Dataset:
════

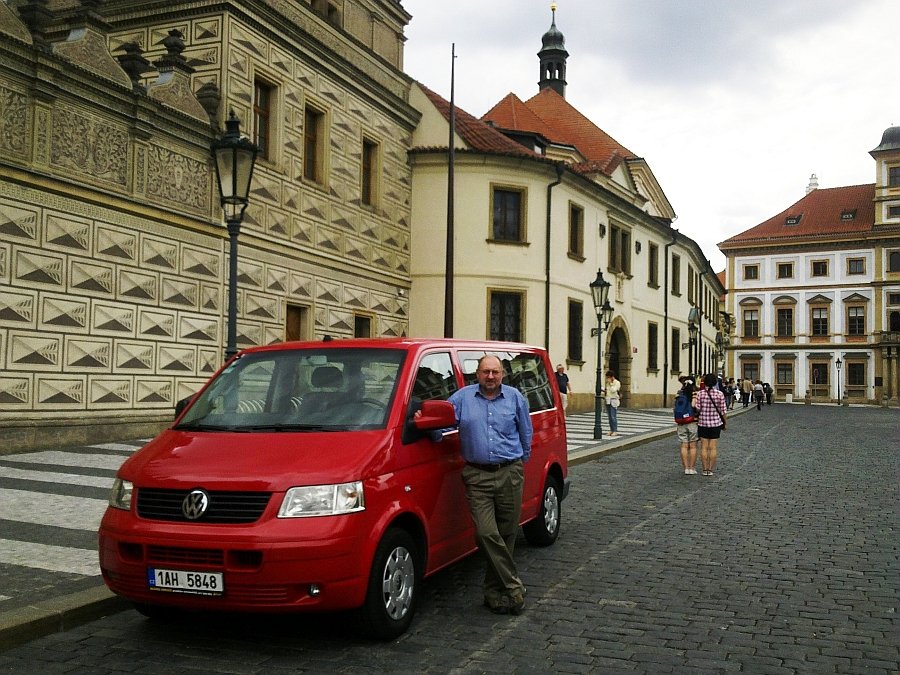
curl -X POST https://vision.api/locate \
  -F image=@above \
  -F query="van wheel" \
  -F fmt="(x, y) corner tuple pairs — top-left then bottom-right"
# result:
(359, 528), (420, 640)
(523, 474), (562, 546)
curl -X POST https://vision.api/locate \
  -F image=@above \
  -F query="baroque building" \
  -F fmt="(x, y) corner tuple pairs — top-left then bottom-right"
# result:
(0, 0), (417, 449)
(718, 125), (900, 405)
(408, 7), (725, 410)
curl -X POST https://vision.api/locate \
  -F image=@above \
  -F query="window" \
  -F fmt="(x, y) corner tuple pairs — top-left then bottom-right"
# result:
(847, 258), (865, 275)
(890, 166), (900, 187)
(568, 203), (584, 257)
(253, 80), (273, 160)
(492, 187), (525, 242)
(671, 254), (681, 295)
(285, 304), (309, 341)
(489, 291), (523, 342)
(361, 138), (379, 206)
(354, 314), (372, 338)
(889, 293), (900, 306)
(811, 307), (829, 336)
(889, 206), (900, 219)
(647, 322), (658, 370)
(742, 362), (759, 382)
(810, 363), (829, 387)
(811, 260), (828, 277)
(847, 306), (865, 336)
(303, 106), (326, 183)
(567, 300), (583, 362)
(889, 251), (900, 272)
(412, 352), (458, 401)
(687, 264), (695, 305)
(608, 225), (631, 274)
(671, 328), (681, 373)
(648, 243), (659, 287)
(743, 309), (759, 338)
(776, 363), (793, 385)
(776, 307), (793, 337)
(840, 210), (857, 221)
(777, 262), (793, 279)
(847, 363), (865, 387)
(743, 264), (758, 280)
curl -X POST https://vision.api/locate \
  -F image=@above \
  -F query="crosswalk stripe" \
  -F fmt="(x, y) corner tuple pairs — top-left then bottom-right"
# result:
(1, 451), (129, 471)
(0, 539), (99, 576)
(0, 466), (113, 489)
(0, 488), (107, 531)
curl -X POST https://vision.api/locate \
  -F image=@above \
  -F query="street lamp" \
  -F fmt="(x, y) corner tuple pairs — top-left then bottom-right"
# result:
(590, 269), (614, 440)
(687, 320), (698, 375)
(212, 111), (258, 360)
(835, 357), (842, 404)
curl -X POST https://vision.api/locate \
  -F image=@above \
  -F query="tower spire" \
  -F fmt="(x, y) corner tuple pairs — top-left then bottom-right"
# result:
(538, 2), (568, 97)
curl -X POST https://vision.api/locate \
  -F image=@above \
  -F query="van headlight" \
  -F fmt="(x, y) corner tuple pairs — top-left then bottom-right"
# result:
(278, 481), (365, 518)
(108, 478), (133, 510)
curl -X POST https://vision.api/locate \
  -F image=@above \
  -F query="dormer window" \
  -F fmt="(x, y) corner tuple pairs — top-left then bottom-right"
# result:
(785, 215), (801, 225)
(841, 210), (857, 221)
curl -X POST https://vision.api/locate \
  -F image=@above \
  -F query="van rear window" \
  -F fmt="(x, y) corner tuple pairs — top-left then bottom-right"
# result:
(176, 348), (405, 431)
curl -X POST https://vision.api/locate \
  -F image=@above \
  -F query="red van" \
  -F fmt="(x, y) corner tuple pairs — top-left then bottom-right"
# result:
(98, 338), (568, 638)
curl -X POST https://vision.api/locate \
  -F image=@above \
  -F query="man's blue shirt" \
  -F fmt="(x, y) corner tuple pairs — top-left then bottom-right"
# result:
(447, 383), (533, 464)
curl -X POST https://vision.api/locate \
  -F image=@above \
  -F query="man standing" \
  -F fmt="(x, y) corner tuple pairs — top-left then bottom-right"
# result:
(554, 364), (571, 412)
(448, 354), (532, 615)
(740, 377), (753, 408)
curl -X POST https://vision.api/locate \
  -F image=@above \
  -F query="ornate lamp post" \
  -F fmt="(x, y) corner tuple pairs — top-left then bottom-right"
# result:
(835, 357), (842, 404)
(590, 269), (614, 440)
(687, 320), (698, 375)
(212, 111), (258, 360)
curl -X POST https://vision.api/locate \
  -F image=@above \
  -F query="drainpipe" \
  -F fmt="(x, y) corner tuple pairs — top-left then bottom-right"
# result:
(662, 231), (678, 404)
(544, 163), (565, 350)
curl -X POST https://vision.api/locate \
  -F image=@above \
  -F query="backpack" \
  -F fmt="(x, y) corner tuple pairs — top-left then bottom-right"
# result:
(673, 392), (696, 424)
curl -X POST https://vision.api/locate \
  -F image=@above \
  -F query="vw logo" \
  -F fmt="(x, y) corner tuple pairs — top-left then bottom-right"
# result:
(182, 489), (210, 520)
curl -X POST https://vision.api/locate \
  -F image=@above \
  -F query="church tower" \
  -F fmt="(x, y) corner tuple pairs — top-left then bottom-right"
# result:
(538, 3), (568, 97)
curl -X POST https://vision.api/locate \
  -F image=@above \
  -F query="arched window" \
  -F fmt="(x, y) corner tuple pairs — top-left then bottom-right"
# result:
(889, 250), (900, 272)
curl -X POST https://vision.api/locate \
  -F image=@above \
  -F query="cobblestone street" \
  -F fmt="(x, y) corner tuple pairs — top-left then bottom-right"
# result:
(1, 404), (897, 674)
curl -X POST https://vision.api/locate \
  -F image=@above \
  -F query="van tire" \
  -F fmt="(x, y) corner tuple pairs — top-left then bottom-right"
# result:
(523, 474), (562, 546)
(359, 528), (421, 640)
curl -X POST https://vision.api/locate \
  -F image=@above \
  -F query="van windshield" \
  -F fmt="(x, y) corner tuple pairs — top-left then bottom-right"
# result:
(176, 348), (406, 431)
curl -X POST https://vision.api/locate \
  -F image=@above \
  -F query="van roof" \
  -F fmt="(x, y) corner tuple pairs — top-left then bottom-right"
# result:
(240, 337), (545, 354)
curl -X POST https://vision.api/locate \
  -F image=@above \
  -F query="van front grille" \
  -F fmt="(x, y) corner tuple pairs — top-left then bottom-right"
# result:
(137, 488), (271, 523)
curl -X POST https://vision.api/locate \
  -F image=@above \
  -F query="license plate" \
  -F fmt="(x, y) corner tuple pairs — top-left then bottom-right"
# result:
(147, 568), (224, 596)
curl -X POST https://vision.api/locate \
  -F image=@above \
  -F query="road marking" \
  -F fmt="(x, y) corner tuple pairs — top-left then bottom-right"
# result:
(0, 488), (107, 531)
(1, 451), (127, 471)
(87, 442), (146, 452)
(0, 466), (113, 489)
(0, 539), (99, 576)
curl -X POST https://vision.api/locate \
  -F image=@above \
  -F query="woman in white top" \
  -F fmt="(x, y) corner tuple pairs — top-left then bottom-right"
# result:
(603, 370), (621, 437)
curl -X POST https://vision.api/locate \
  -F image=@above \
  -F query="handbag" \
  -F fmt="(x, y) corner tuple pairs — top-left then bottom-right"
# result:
(705, 390), (726, 429)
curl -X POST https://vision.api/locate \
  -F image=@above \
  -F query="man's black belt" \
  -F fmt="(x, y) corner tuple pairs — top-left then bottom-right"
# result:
(466, 459), (520, 471)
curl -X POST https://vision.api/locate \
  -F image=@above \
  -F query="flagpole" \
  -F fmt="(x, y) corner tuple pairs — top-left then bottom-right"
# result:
(444, 43), (456, 338)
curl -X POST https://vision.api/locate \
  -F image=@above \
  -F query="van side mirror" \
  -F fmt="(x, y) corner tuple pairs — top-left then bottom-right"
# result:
(413, 400), (456, 430)
(174, 395), (194, 419)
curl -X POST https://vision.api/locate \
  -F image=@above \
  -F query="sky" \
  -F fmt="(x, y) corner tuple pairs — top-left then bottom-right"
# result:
(399, 0), (899, 272)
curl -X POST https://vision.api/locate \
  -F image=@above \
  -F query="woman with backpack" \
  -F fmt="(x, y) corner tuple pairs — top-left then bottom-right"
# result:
(673, 378), (699, 475)
(696, 373), (727, 476)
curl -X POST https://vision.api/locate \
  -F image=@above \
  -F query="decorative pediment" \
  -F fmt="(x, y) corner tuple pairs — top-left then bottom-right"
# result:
(806, 294), (832, 305)
(842, 293), (869, 303)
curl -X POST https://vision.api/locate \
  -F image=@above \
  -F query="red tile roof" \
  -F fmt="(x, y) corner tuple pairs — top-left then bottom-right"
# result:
(483, 87), (637, 176)
(414, 83), (542, 159)
(719, 184), (875, 248)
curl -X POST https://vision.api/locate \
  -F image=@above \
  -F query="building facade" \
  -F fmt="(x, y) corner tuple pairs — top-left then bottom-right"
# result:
(719, 125), (900, 405)
(1, 0), (417, 449)
(408, 9), (724, 411)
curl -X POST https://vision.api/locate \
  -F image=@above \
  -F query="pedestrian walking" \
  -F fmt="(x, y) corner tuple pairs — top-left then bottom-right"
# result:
(740, 377), (753, 407)
(673, 377), (699, 475)
(763, 382), (773, 405)
(723, 378), (735, 410)
(696, 373), (727, 476)
(753, 380), (764, 410)
(602, 370), (621, 436)
(554, 364), (571, 412)
(446, 354), (531, 615)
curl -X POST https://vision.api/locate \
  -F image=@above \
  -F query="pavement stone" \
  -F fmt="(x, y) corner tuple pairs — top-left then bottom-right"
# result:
(0, 403), (897, 674)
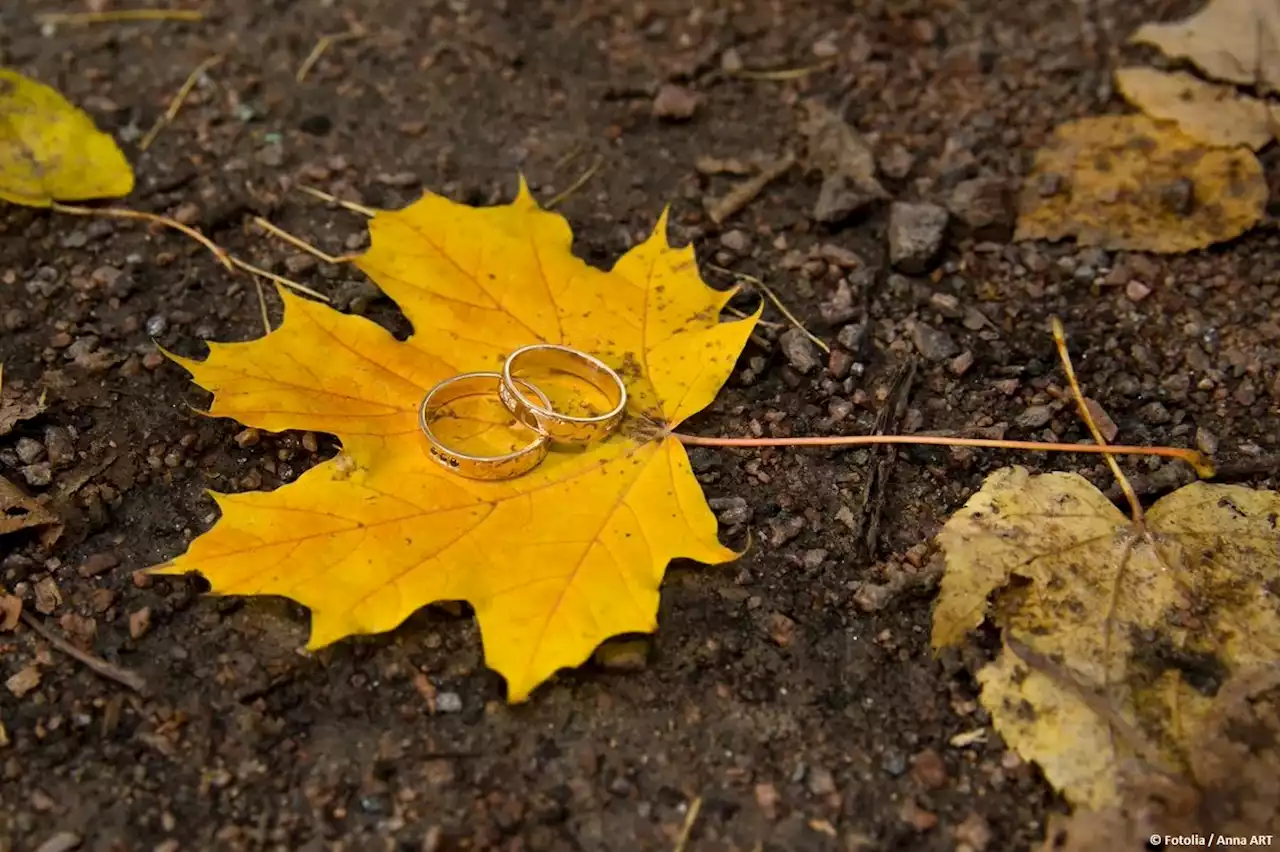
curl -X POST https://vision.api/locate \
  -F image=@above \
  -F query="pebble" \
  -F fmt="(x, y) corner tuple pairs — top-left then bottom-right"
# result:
(129, 607), (152, 639)
(947, 176), (1011, 235)
(807, 765), (837, 795)
(1138, 401), (1172, 425)
(768, 515), (804, 546)
(1125, 280), (1152, 302)
(21, 463), (52, 487)
(900, 799), (938, 831)
(910, 748), (947, 789)
(435, 691), (463, 713)
(15, 437), (45, 465)
(779, 328), (821, 373)
(6, 664), (41, 698)
(78, 553), (119, 578)
(1015, 405), (1053, 430)
(812, 174), (877, 224)
(828, 350), (855, 379)
(652, 84), (699, 120)
(234, 428), (261, 448)
(828, 398), (853, 421)
(594, 639), (649, 671)
(1083, 398), (1119, 442)
(34, 832), (82, 852)
(954, 812), (992, 851)
(888, 202), (949, 274)
(754, 783), (780, 820)
(836, 322), (868, 353)
(882, 752), (907, 776)
(767, 612), (796, 646)
(878, 144), (915, 179)
(708, 496), (752, 526)
(818, 244), (863, 268)
(949, 351), (974, 376)
(719, 230), (750, 253)
(142, 352), (166, 370)
(909, 321), (958, 361)
(145, 315), (169, 337)
(819, 278), (858, 324)
(1195, 426), (1218, 456)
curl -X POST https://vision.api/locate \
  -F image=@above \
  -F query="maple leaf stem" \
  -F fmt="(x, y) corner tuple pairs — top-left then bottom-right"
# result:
(51, 202), (234, 271)
(673, 432), (1214, 477)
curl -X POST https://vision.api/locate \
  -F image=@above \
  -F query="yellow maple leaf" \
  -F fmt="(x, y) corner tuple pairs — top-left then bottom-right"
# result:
(155, 182), (756, 701)
(932, 466), (1280, 810)
(0, 68), (135, 207)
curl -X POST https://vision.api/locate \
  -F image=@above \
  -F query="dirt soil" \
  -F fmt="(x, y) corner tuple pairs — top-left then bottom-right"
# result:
(2, 0), (1279, 850)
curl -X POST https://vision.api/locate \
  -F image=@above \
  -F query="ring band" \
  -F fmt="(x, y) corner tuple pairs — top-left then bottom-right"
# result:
(498, 344), (627, 445)
(419, 372), (551, 480)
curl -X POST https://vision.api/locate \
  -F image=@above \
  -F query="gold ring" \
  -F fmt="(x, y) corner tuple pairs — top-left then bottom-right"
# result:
(498, 344), (627, 445)
(419, 372), (551, 480)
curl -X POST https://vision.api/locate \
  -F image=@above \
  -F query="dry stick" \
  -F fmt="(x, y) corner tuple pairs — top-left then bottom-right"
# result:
(674, 431), (1212, 474)
(36, 9), (204, 25)
(229, 257), (331, 302)
(725, 305), (784, 329)
(546, 155), (604, 209)
(707, 152), (795, 225)
(297, 184), (378, 217)
(252, 279), (272, 334)
(297, 27), (366, 83)
(672, 797), (702, 852)
(729, 59), (837, 81)
(51, 202), (232, 271)
(20, 611), (148, 694)
(1051, 317), (1144, 523)
(707, 264), (830, 354)
(253, 216), (357, 264)
(140, 55), (223, 151)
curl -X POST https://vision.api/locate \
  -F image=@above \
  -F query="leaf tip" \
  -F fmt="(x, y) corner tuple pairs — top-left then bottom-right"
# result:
(514, 173), (538, 209)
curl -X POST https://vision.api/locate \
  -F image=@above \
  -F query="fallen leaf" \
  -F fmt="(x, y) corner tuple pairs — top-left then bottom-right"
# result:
(0, 68), (135, 207)
(932, 466), (1280, 810)
(155, 181), (756, 702)
(0, 367), (47, 438)
(0, 475), (59, 541)
(1116, 66), (1280, 149)
(1015, 114), (1266, 253)
(1132, 0), (1280, 92)
(799, 99), (887, 223)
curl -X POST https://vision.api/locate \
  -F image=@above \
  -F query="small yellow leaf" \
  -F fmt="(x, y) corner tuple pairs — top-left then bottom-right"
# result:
(1015, 114), (1266, 253)
(155, 182), (756, 702)
(0, 68), (135, 207)
(1131, 0), (1280, 91)
(1116, 66), (1280, 150)
(932, 466), (1280, 810)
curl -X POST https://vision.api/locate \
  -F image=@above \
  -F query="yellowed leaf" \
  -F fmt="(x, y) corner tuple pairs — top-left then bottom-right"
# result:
(1132, 0), (1280, 92)
(1116, 66), (1280, 149)
(932, 466), (1280, 810)
(154, 181), (757, 702)
(0, 68), (135, 207)
(0, 475), (59, 541)
(1015, 114), (1266, 253)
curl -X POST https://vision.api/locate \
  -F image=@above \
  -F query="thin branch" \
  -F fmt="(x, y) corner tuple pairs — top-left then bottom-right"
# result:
(297, 26), (366, 83)
(140, 55), (223, 151)
(36, 10), (204, 25)
(297, 184), (377, 217)
(51, 202), (232, 271)
(707, 264), (829, 354)
(253, 216), (356, 264)
(545, 155), (604, 209)
(229, 257), (331, 302)
(20, 611), (148, 694)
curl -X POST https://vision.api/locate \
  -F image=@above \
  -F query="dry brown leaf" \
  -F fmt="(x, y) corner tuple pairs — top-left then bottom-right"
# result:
(1015, 114), (1266, 253)
(0, 475), (59, 542)
(0, 368), (47, 438)
(932, 466), (1280, 811)
(1132, 0), (1280, 92)
(1116, 66), (1280, 150)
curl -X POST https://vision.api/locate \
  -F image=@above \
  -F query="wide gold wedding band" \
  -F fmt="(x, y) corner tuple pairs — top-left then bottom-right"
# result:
(418, 372), (552, 481)
(498, 344), (628, 445)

════

What this task involves: Lines in the data that hold "window" must be located and copied.

Written reply:
  -F query="window" \
  -F query="dormer window" \
  -F query="van rear window" \
  -F query="arched window" \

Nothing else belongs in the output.